Every single record below is to be reproduced exactly.
Start of Record extracts
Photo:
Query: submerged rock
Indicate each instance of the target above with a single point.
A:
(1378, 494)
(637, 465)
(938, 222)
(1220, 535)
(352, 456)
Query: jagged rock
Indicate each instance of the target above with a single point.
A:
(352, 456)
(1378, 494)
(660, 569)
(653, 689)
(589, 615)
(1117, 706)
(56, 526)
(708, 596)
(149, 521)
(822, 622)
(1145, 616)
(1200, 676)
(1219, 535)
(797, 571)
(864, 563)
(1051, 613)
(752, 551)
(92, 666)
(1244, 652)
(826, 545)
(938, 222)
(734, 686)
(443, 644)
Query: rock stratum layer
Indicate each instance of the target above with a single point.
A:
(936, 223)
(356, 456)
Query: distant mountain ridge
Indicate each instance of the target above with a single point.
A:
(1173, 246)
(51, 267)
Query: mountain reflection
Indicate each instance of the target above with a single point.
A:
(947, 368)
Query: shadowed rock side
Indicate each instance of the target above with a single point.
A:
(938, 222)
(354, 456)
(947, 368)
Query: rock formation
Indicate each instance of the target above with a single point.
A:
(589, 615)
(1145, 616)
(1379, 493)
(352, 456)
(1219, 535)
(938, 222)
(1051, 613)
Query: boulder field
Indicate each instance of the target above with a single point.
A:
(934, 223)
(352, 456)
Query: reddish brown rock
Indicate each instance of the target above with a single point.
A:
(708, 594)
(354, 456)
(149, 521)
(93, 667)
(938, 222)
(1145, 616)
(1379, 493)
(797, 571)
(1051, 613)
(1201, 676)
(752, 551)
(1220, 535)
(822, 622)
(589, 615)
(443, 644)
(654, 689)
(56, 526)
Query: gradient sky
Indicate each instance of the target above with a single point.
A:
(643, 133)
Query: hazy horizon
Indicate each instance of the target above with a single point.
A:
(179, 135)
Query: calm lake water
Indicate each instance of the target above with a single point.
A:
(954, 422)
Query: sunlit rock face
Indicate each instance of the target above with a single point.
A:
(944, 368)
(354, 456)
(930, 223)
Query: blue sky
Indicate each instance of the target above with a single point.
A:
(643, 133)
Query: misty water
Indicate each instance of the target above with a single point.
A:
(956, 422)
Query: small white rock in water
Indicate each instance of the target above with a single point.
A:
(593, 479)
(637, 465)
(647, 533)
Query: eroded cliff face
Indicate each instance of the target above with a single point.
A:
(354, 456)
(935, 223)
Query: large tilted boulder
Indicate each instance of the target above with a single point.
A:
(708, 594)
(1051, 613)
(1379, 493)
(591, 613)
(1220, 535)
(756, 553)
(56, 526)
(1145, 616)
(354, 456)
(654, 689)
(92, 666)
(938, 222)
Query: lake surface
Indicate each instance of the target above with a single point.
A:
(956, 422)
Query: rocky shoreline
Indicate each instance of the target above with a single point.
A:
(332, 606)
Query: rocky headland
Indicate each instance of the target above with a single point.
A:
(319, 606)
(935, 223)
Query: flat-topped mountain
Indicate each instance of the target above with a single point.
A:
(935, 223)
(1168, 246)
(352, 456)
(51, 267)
End of Record extracts
- Solution for this problem -
Photo:
Query: submerged rock
Indicate each instance of the target above with a single point.
A:
(1378, 494)
(637, 465)
(938, 222)
(1220, 535)
(352, 456)
Query: jagged rock
Indicate each instance of the target above with a single point.
A:
(352, 456)
(1378, 494)
(660, 569)
(653, 689)
(589, 615)
(1117, 706)
(56, 526)
(708, 596)
(149, 521)
(822, 622)
(1145, 616)
(1200, 676)
(1219, 535)
(797, 571)
(864, 563)
(1051, 613)
(752, 551)
(92, 666)
(1244, 652)
(826, 545)
(938, 222)
(734, 686)
(443, 644)
Query: rock stratum layer
Indicate each instance of the target above with a single point.
A:
(936, 223)
(356, 456)
Query: distant mountain ridge
Indicate each instance of the target above with a single point.
A:
(1173, 246)
(51, 267)
Query: mountain reflection
Indicate each instance of the target above with a single point.
A:
(947, 368)
Query: shadowed rock side
Indicate each instance of the target above with a single point.
A:
(938, 222)
(354, 456)
(947, 368)
Query: rock formation
Indicate each instance of the target above with a single point.
A:
(589, 615)
(1145, 616)
(1379, 493)
(352, 456)
(1219, 535)
(938, 222)
(1051, 613)
Query: boulder field
Indicate each instance of the target above with a single point.
A:
(934, 223)
(352, 456)
Query: reddish brown rock
Indicate each instance of the target above with a single point.
A:
(708, 594)
(354, 456)
(149, 521)
(93, 667)
(938, 222)
(1145, 616)
(1379, 493)
(797, 571)
(1051, 613)
(1201, 676)
(752, 551)
(1220, 535)
(822, 622)
(589, 615)
(443, 644)
(654, 689)
(56, 526)
Query: gradient sky
Indicate each instance of the target above with a single point.
A:
(643, 133)
Query: hazy horizon
Indicate each instance of the target above with a single point.
A:
(179, 135)
Query: calm lake water
Indicate each instance of the target above with a single point.
A:
(954, 422)
Query: sunlit rock face
Indicate each instance of the target above with a single point.
A:
(944, 368)
(354, 456)
(930, 223)
Query: blue sky
Indicate each instance of the target above with a single point.
A:
(643, 133)
Query: misty water
Indicate each instance of the target above with a single point.
A:
(956, 422)
Query: small white rock in water
Indicate each instance of the target above with a single point.
A:
(593, 479)
(637, 465)
(647, 533)
Query: eroded cliff face
Indicate each instance of the target above with a single point.
A:
(354, 456)
(935, 223)
Query: large tilted boulder
Indicate each instance of the target above with a single point.
A:
(708, 594)
(1051, 613)
(1379, 493)
(591, 613)
(1220, 535)
(756, 553)
(56, 526)
(1145, 616)
(354, 456)
(654, 689)
(92, 666)
(938, 222)
Query: lake surface
Indicate each instance of the target above with a single point.
A:
(956, 422)
Query: rocky shoreline
Indicate each instance of the target above with a single point.
A:
(332, 606)
Query: rocky headland
Indicate each instance of the target above with a single point.
A:
(319, 606)
(935, 223)
Query: flat-topped mountain
Indicate each instance of the target above with a single point.
A:
(935, 223)
(1168, 246)
(352, 456)
(51, 267)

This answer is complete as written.